Required work:
Every line from the one with "Would you be able to point to the dark jeans" through the end of the records below should be restated word for word, and nothing outside that span.

Data shown:
━━━

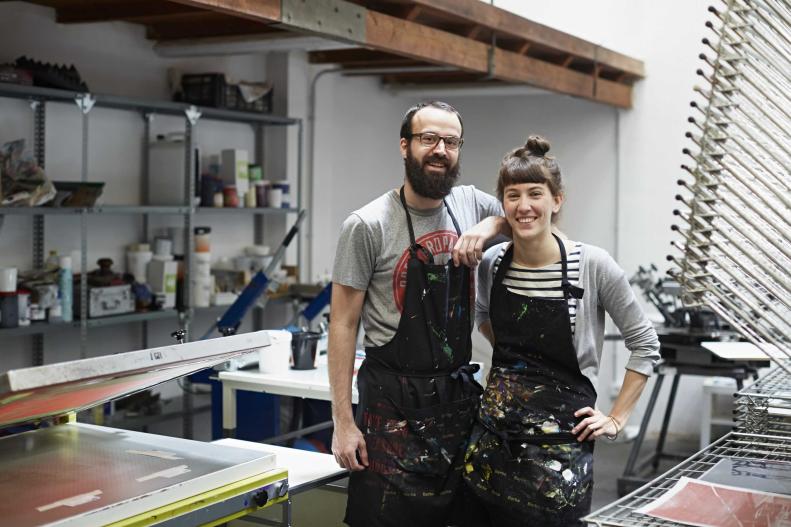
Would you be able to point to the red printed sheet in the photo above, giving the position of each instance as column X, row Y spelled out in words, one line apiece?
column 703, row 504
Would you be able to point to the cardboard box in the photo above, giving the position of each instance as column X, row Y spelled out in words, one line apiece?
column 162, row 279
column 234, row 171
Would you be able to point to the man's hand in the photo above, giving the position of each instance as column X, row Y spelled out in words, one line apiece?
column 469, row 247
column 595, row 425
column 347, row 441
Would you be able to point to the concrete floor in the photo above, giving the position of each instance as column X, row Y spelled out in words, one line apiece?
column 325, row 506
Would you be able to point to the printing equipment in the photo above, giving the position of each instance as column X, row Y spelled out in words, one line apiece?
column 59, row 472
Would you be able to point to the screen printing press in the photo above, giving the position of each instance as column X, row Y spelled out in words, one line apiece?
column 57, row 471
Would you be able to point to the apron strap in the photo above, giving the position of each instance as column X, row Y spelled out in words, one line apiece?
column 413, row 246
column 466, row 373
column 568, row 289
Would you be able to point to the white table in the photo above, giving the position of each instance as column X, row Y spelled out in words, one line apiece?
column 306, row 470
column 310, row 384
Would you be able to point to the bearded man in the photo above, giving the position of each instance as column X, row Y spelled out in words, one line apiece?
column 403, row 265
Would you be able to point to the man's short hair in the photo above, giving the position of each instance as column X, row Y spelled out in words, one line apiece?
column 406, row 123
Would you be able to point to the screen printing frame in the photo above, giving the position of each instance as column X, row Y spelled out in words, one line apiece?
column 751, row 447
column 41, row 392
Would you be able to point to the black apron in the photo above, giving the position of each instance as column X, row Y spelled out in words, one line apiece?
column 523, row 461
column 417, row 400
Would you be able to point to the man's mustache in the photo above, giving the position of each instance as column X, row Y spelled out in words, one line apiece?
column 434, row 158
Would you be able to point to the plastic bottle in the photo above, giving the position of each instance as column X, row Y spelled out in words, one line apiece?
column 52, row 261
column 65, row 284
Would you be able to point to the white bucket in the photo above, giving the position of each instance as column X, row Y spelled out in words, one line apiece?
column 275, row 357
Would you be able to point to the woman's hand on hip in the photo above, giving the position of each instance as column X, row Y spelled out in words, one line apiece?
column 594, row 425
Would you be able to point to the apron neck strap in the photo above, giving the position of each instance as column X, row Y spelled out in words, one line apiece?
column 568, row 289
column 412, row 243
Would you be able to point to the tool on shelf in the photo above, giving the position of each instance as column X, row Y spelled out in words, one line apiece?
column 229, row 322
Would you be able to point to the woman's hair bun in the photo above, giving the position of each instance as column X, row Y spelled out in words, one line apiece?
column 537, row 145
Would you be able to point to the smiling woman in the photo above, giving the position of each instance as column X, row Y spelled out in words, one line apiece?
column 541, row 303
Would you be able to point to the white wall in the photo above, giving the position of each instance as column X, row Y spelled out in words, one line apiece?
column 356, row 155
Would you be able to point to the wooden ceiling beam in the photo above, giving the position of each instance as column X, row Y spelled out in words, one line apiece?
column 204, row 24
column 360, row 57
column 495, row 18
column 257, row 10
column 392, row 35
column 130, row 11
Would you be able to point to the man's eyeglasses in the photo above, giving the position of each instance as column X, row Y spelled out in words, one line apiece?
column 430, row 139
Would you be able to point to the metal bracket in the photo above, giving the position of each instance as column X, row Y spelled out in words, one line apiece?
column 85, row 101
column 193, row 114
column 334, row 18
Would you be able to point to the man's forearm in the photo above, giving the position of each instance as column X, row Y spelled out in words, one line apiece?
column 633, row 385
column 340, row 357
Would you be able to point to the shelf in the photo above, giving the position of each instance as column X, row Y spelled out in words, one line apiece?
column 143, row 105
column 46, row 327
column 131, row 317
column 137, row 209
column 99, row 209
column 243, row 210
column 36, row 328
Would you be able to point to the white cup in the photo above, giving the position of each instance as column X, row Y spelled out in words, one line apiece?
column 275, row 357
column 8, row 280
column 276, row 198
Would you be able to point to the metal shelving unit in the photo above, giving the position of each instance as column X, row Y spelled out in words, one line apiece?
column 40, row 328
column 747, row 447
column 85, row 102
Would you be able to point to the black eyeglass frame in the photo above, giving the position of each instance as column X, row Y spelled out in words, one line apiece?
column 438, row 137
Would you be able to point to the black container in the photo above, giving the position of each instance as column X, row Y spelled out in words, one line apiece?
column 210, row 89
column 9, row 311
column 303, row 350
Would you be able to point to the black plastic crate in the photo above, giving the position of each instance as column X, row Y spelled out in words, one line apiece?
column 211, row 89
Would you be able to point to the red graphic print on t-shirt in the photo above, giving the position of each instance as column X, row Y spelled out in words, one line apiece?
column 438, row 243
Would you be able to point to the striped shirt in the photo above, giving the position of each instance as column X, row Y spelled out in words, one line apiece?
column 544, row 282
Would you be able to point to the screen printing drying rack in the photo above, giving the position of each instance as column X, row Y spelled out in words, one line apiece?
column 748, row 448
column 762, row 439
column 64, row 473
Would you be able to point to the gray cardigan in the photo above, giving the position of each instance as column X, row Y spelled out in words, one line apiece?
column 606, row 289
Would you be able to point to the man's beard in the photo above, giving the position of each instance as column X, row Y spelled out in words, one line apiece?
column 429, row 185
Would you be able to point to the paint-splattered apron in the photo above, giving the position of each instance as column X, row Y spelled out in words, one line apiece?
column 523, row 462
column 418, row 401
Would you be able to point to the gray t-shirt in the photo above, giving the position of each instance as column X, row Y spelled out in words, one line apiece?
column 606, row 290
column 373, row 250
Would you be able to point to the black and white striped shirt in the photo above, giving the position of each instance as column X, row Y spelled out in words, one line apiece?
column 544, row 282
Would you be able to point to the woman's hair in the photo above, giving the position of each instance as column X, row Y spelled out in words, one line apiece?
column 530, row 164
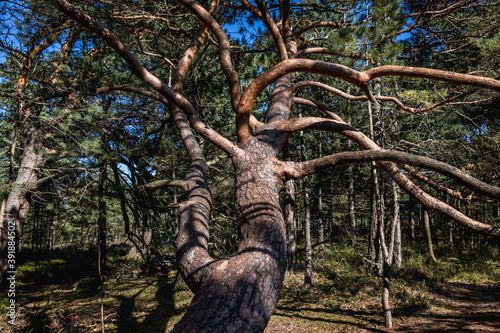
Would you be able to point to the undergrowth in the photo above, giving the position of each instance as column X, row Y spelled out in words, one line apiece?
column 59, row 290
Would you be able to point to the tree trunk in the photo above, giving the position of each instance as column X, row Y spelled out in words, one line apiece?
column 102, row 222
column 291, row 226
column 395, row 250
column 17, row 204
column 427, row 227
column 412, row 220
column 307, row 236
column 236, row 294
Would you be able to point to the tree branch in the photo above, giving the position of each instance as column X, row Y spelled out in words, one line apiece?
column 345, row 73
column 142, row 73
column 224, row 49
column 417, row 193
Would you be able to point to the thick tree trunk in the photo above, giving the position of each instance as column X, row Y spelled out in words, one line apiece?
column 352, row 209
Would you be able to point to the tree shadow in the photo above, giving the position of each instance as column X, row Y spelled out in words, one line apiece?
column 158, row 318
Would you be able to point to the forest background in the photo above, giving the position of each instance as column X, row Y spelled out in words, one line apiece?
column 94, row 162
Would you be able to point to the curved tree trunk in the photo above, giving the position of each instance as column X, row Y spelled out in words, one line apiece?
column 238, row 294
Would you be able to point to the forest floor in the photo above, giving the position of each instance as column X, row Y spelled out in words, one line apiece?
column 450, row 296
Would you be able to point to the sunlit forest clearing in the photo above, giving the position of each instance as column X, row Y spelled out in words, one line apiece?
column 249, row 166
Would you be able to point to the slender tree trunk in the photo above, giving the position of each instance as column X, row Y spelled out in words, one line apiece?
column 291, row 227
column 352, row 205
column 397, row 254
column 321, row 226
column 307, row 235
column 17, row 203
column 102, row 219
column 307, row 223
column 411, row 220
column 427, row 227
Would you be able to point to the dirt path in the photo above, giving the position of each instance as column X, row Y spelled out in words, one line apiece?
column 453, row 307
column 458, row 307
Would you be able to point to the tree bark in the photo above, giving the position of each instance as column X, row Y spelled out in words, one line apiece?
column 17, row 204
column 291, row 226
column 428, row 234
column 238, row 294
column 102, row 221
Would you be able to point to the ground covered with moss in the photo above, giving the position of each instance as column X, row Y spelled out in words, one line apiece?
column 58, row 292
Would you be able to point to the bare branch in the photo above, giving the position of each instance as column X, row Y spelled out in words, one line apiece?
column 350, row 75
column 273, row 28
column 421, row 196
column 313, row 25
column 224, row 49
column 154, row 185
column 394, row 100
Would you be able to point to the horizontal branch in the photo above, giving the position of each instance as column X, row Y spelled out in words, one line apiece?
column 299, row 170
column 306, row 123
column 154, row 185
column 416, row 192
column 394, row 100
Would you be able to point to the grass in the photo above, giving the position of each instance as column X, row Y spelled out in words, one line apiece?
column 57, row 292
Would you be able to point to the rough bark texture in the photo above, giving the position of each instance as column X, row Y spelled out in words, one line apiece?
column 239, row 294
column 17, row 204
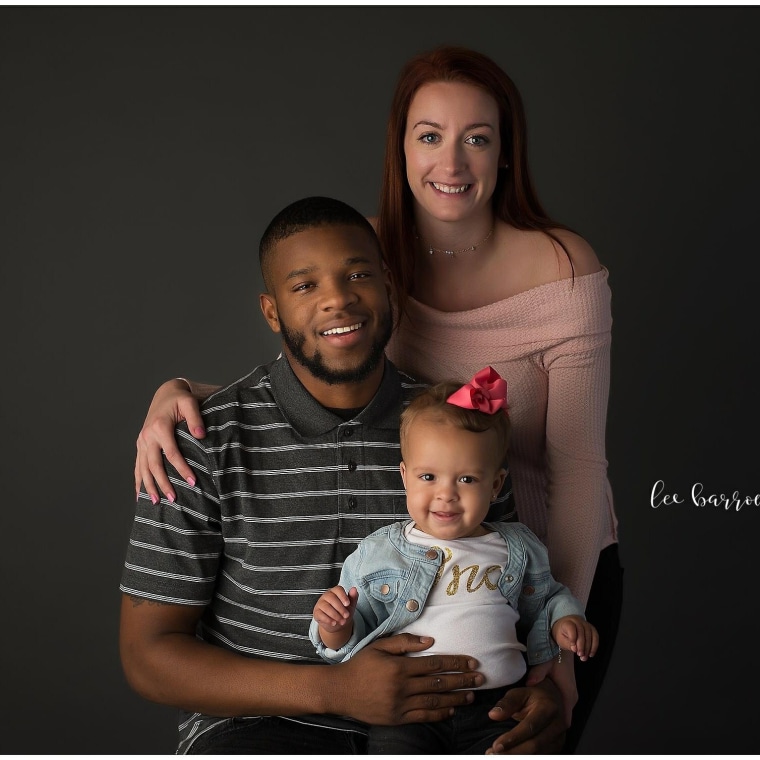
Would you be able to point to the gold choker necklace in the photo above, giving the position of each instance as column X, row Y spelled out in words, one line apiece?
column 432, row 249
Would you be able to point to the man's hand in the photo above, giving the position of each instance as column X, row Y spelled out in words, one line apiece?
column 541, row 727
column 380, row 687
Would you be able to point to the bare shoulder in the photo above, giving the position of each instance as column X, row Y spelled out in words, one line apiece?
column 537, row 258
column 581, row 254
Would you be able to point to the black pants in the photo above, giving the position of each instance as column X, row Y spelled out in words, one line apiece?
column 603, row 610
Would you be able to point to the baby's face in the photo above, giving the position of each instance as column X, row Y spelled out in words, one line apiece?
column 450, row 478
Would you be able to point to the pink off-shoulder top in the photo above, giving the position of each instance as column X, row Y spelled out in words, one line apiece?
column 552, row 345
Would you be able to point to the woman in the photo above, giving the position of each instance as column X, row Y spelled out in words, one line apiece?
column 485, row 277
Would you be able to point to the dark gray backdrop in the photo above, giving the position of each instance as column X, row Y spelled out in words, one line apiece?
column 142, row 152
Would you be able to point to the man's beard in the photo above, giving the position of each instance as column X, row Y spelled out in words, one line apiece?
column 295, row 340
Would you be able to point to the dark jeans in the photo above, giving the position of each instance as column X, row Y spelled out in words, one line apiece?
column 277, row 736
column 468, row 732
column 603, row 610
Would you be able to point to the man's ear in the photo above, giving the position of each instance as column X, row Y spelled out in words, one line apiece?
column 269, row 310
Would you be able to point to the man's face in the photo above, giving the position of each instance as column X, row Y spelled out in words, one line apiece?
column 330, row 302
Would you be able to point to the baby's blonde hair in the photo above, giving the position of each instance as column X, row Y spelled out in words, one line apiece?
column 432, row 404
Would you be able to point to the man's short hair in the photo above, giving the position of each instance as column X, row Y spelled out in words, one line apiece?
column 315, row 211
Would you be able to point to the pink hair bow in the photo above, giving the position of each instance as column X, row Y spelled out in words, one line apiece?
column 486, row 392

━━━

Exercise output:
Would you be able to point to the dark jeans in the photo above, giving the position of each instance as column X, row Y spelled out in words, one line apiece?
column 277, row 736
column 468, row 732
column 603, row 610
Would you be able to point to the man's ear in the photo above, giving the position of each instance as column X, row Y spelled out in words, one line apiece?
column 269, row 310
Would you be able to point to the man's face in the photo above, giving the position of each instance as column X, row Y spelled out in words, one line apiece?
column 330, row 302
Would you be able to point to the baby's blonde hair in the photo above, giving the position of each instance as column X, row Y spelled out in words, one line apiece?
column 432, row 404
Would you be able to point to the man's short hair in the photo above, giving the position of each instance as column X, row Y spelled out in words, one line apiece?
column 315, row 211
Would you be able to point to the pink hair bow in the photo above, giving the position of each instance as column X, row Y spelled out in words, one line apiece?
column 486, row 392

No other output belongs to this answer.